§ Gestellte Aufgabe A: Gib aus dem Auszug über den Schauspielunterricht die Passage von „Der Unterricht an“ bis „Aristophanes und Sophokles.“ wortgetreu wieder.
§ Gestellte Aufgabe B:
Beantworte zum Auszug über den Schauspielunterricht jede Frage in einer eigenen Zeile:
(i) Als was war der Unterricht an Szenen der Weltdramatik nie gedacht?
(ii) Wozu sollten die angehenden Schauspieler befähigt werden?
(iii) Welche beiden Autoren bilden den Schluss der Autorenliste?
§ Gestellte Aufgabe C: Wie könnte der Text über den Schauspielunterricht an Szenen der Weltdramatik nach seinem letzten Satz weitergehen? Schreib die Fortsetzung.

━━ Auszug

Der Unterricht an Szenen der Weltdramatik war also nie eine einfache «Turnübung» zum formalen Trainieren der schauspielerischen Mittel, sondern stets auch vom Bemühen durchdrungen, die angehenden Schauspieler zu befähigen, die überkommenen Werke für die Gegenwart zu beleben. Folgerichtig ist eine umfangreiche Autorenliste. Auf ihr finden sich - und es können hier nicht alle aufgezählt werden — Anzengruber und Bahr, Büchner und Calderon, Dostojewski und Dumas, Ernst, Freytag und Goetz, Hasenclever und Hauptmann, Hebbel und Hofmannsthal, Ibsen und Kaiser, Kleist und Laube, Iffland und Moliere, Schnitzler und Schönthan, Shaw und Strindberg, Sudermann und Tschechow, Wedekind und Werfel, Aristophanes und Sophokles.

━━━━
━━ Datensätze

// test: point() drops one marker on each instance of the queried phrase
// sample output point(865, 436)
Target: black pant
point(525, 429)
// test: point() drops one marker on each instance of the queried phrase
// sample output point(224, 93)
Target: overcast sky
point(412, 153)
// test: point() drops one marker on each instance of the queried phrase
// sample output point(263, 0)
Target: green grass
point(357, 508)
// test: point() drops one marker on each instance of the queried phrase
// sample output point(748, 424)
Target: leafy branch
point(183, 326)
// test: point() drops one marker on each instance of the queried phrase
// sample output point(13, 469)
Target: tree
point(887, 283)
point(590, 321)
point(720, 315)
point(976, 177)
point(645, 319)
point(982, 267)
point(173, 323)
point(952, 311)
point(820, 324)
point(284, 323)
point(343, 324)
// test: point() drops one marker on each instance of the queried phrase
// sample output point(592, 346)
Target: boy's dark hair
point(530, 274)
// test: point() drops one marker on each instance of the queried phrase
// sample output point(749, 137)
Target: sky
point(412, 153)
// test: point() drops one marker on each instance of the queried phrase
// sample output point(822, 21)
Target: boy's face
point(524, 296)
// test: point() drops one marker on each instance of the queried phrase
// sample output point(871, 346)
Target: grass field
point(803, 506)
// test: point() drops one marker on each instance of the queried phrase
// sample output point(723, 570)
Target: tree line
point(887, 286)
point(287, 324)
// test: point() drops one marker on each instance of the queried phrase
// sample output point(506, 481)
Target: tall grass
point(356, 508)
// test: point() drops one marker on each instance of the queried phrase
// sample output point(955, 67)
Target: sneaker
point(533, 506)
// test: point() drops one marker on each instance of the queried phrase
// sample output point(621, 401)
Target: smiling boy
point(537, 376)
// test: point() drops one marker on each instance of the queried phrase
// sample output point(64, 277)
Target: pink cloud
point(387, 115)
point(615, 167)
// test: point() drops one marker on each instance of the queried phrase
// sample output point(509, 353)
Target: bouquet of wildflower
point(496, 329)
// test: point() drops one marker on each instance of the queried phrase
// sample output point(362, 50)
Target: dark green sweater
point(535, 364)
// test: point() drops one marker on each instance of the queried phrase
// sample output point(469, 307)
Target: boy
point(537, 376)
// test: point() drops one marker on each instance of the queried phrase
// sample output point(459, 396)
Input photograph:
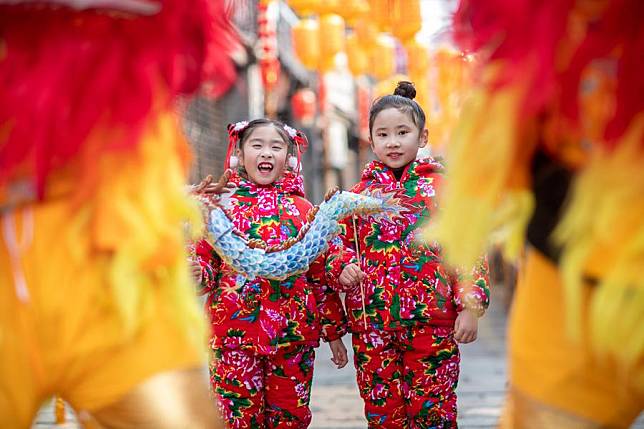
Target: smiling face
point(263, 155)
point(395, 139)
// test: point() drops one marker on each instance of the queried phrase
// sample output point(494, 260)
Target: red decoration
point(268, 62)
point(303, 104)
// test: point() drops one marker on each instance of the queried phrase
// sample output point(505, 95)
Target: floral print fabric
point(264, 315)
point(407, 283)
point(407, 378)
point(241, 378)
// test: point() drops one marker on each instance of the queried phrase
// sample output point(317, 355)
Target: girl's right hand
point(351, 276)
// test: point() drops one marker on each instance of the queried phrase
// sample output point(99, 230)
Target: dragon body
point(253, 259)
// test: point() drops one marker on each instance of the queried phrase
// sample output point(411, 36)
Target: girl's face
point(395, 139)
point(263, 155)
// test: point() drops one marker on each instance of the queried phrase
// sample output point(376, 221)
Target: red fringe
point(526, 35)
point(65, 73)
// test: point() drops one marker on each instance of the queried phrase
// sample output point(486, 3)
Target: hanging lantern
point(313, 7)
point(380, 14)
point(303, 106)
point(383, 57)
point(367, 33)
point(266, 31)
point(406, 19)
point(417, 57)
point(356, 55)
point(306, 42)
point(331, 40)
point(364, 105)
point(352, 10)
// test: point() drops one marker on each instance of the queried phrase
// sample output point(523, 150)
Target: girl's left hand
point(339, 351)
point(466, 327)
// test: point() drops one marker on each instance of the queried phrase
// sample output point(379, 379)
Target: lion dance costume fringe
point(559, 87)
point(92, 164)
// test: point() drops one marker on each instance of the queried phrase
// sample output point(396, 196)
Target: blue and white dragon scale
point(252, 259)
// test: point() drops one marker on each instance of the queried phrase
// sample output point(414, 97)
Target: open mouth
point(264, 167)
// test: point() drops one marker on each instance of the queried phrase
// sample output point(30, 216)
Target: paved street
point(336, 404)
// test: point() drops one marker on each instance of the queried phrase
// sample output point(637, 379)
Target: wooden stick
point(362, 292)
point(59, 410)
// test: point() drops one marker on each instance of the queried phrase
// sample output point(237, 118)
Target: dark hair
point(245, 134)
point(403, 100)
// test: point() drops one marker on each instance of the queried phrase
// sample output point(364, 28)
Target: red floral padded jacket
point(263, 314)
point(406, 282)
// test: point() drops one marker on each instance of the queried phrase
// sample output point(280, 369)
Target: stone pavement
point(336, 404)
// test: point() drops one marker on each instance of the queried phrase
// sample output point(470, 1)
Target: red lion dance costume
point(555, 126)
point(96, 301)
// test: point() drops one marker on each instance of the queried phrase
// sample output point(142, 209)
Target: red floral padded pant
point(257, 391)
point(407, 378)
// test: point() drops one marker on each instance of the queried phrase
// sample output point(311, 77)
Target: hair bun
point(405, 89)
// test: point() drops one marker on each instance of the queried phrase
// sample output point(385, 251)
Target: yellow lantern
point(421, 83)
point(356, 56)
point(352, 10)
point(417, 58)
point(367, 33)
point(313, 7)
point(383, 57)
point(380, 13)
point(406, 19)
point(306, 36)
point(331, 39)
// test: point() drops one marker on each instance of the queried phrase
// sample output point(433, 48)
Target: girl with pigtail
point(264, 331)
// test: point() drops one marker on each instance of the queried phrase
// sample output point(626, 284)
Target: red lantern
point(268, 62)
point(303, 106)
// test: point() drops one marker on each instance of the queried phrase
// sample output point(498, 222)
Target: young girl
point(265, 331)
point(406, 355)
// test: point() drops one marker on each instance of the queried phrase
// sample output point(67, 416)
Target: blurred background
point(318, 65)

━━━━

§ Erwartete Antwort A:
Der Unterricht an Szenen der Weltdramatik war also nie eine einfache «Turnübung» zum formalen Trainieren der schauspielerischen Mittel, sondern stets auch vom Bemühen durchdrungen, die angehenden Schauspieler zu befähigen, die überkommenen Werke für die Gegenwart zu beleben. Folgerichtig ist eine umfangreiche Autorenliste. Auf ihr finden sich - und es können hier nicht alle aufgezählt werden — Anzengruber und Bahr, Büchner und Calderon, Dostojewski und Dumas, Ernst, Freytag und Goetz, Hasenclever und Hauptmann, Hebbel und Hofmannsthal, Ibsen und Kaiser, Kleist und Laube, Iffland und Moliere, Schnitzler und Schönthan, Shaw und Strindberg, Sudermann und Tschechow, Wedekind und Werfel, Aristophanes und Sophokles.

§ Erwartete Antwort B:
(i) Als einfache «Turnübung» zum formalen Trainieren der schauspielerischen Mittel.
(ii) Die überkommenen Werke für die Gegenwart zu beleben.
(iii) Aristophanes und Sophokles.

§ Erwartete Antwort C:
 

Der Umgang mit dieser Dramatik — abhängig natürlich von der Eignung der jeweiligen Lehrer — erfolgte nie nach nur einem Stilprinzip. Für die Schule galt, was Reinhardt so formuliert hatte: «Es wäre eine ebenso barbarische wie den Grundlagen der Theaterkunst unangemessene Theorie, den gesamten wundervollen Schatz der Weltliteratur über einen und denselben Leisten schlagen und in eine einzige Form pressen zu wollen. Allein solch ein Vorschlag wäre ein typisches Beispiel für pedantische Scholastik.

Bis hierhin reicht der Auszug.